### [SHORT TASK]
Could you render the lines of the items below, from the line with "where the bus" up to and including the line with "343, 90, 427, 166", as a Markdown table with the columns Row and Line, numbering each row and leaving out blank lines?

### [ENTRIES SUPPLIED]
===

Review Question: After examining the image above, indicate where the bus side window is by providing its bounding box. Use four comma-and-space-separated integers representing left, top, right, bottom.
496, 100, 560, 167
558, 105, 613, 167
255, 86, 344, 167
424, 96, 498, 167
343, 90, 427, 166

===

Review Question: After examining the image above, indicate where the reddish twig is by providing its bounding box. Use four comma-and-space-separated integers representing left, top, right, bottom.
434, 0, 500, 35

===

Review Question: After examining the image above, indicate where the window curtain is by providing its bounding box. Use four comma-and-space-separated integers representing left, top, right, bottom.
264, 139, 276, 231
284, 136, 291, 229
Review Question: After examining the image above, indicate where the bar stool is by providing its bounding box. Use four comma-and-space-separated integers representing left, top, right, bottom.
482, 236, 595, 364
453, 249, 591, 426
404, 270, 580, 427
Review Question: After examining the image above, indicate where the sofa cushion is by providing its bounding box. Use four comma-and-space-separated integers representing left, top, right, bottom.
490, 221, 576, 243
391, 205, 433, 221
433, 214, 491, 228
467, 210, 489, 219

===

### [SOLUTION FOR THIS TASK]
| Row | Line |
|---|---|
| 1 | Review Question: After examining the image above, indicate where the bus side window is by providing its bounding box. Use four comma-and-space-separated integers representing left, top, right, bottom. |
| 2 | 496, 100, 560, 167 |
| 3 | 558, 105, 613, 167 |
| 4 | 255, 86, 344, 167 |
| 5 | 424, 96, 498, 167 |
| 6 | 343, 90, 427, 166 |